SELECTED PASSAGE ::
--- START ---

Are Teacup Poodles Good for New Dog Owners?

The teacup poodle may be good for new dog owners in certain circumstances. This dog may be small, but they are a little bit higher maintenance, and their owner will need to make sure they are firmly the pack leader, or this dog can develop behavioral problems as a result of ‘small dog syndrome.

Anyone who wants to adopt a teacup poodle should remember that they will need regular brushing and grooming, a high-quality diet to ensure proper nutrition, and basic obedience training to curb unwanted behaviors. Owners should also be prepared to spend lots of quality time with their dog to prevent anxiousness and behavioral problems.

Is a Teacup Poodle the Right Dog for Me?

The teacup poodle is a fantastic addition to the right type of lifestyle and family, but you may still be wondering whether or not this is the right dog for you. Review our list of points below to help make your decision easier.

--- END ---

RAW DATA ::

--- START ---

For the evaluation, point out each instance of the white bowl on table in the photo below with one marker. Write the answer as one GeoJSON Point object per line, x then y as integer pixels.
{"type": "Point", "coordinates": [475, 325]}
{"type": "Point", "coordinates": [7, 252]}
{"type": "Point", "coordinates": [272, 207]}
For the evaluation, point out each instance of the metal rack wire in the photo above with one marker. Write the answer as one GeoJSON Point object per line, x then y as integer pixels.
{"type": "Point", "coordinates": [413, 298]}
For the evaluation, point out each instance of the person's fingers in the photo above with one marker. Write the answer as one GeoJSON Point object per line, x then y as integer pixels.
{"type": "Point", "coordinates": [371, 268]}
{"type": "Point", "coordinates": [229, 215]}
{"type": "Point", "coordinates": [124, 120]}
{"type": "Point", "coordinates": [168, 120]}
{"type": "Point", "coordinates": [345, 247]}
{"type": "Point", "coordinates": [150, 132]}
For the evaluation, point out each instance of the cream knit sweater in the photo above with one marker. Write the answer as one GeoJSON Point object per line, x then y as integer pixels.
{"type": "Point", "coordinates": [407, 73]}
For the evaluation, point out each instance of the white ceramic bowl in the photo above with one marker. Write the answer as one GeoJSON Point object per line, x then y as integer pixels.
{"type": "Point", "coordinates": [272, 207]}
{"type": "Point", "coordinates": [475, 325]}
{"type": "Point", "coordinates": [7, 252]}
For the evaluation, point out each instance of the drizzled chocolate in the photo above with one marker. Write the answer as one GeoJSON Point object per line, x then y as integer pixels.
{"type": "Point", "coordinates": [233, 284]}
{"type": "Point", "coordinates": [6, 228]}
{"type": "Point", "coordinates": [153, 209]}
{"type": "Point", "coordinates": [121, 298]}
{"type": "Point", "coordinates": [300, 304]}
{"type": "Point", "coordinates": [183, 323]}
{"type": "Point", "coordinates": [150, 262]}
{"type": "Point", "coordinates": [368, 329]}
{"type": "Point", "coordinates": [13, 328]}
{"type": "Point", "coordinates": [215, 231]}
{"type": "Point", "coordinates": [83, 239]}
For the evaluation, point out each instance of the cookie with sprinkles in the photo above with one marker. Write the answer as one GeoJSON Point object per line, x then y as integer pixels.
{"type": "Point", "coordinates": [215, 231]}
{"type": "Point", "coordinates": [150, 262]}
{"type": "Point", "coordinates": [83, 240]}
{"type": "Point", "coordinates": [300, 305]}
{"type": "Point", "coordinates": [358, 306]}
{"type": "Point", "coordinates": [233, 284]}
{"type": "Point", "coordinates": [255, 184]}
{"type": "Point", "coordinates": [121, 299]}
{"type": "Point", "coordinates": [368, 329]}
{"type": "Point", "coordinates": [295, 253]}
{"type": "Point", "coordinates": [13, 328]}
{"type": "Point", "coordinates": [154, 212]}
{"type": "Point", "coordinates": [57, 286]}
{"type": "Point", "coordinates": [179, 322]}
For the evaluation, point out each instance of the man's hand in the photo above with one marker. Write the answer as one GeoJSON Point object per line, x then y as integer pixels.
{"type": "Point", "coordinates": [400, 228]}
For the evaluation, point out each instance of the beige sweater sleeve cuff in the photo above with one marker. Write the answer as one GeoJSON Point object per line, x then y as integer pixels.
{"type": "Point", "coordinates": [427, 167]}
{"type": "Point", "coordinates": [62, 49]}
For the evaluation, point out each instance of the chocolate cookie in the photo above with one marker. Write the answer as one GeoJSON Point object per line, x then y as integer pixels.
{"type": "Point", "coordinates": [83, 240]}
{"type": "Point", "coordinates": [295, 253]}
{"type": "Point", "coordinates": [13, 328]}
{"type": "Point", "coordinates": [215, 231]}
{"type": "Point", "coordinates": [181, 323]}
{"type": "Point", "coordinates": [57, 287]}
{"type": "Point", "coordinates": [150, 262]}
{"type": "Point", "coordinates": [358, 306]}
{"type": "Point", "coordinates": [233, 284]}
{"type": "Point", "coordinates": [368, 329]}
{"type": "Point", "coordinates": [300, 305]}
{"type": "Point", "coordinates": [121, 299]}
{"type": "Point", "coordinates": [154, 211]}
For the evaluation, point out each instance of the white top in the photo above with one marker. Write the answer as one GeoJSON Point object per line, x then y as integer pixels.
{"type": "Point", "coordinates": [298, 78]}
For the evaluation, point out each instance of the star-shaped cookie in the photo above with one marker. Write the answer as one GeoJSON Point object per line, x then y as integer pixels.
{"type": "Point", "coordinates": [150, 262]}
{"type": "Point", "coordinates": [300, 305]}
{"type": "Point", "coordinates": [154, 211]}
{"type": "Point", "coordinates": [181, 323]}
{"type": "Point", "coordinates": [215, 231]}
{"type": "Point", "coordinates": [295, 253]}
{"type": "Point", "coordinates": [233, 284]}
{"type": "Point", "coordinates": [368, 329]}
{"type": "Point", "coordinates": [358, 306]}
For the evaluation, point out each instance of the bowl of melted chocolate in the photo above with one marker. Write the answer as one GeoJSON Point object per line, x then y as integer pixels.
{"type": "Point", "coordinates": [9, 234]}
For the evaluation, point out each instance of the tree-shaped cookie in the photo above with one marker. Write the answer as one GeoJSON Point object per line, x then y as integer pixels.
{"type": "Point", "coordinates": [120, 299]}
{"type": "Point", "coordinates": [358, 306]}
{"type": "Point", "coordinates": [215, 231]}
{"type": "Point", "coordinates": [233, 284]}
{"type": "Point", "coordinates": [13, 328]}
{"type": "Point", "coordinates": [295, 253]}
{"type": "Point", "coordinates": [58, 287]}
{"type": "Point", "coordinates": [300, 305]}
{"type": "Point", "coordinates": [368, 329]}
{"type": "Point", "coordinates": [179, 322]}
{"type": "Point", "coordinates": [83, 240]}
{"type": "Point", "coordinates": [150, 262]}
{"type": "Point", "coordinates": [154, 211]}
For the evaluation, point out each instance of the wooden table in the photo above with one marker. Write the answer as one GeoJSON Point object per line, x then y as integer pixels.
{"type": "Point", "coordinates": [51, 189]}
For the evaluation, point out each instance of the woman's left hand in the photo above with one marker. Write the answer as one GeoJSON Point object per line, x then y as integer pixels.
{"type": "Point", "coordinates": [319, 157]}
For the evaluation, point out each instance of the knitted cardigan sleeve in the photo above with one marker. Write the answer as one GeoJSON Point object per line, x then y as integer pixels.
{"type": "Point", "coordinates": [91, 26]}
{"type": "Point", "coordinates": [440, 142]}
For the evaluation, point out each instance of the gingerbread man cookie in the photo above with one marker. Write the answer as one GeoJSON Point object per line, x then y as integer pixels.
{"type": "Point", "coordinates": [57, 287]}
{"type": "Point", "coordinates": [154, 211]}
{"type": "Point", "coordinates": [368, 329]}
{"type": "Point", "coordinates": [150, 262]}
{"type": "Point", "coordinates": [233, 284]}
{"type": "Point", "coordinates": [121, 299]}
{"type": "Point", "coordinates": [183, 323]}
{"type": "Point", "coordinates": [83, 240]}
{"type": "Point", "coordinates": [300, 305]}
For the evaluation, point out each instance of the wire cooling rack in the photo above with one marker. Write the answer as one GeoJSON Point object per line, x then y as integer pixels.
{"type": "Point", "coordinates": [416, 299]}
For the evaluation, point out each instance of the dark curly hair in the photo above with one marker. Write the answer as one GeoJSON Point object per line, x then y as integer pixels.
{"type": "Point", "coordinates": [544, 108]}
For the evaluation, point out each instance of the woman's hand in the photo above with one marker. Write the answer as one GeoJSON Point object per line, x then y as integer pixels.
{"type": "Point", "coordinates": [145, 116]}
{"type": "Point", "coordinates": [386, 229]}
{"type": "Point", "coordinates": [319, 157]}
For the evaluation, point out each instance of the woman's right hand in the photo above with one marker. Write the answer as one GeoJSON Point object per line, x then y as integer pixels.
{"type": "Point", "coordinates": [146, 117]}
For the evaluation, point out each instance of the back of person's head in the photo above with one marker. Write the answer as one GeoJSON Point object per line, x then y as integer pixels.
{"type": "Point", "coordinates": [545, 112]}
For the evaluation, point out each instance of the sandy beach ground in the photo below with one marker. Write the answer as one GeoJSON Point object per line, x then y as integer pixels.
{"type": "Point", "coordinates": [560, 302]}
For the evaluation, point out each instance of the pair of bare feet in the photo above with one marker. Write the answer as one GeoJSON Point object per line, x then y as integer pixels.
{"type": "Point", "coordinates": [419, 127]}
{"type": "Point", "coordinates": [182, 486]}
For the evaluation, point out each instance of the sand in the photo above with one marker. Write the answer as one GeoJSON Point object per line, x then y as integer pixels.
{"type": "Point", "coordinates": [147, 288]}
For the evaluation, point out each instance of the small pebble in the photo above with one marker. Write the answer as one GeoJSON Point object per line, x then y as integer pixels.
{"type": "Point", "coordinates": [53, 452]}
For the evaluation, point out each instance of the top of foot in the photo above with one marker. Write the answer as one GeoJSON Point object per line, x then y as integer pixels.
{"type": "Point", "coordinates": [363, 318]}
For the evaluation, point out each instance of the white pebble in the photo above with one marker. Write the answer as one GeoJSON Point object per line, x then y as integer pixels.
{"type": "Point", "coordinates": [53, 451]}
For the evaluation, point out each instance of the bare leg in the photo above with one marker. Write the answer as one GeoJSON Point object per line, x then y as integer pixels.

--- END ---

According to the passage on teacup poodles, why should owners be ready to spend lots of quality time with their dog? Answer in one to three sentences.

Owners should spend lots of quality time with a teacup poodle to prevent anxiousness and behavioral problems.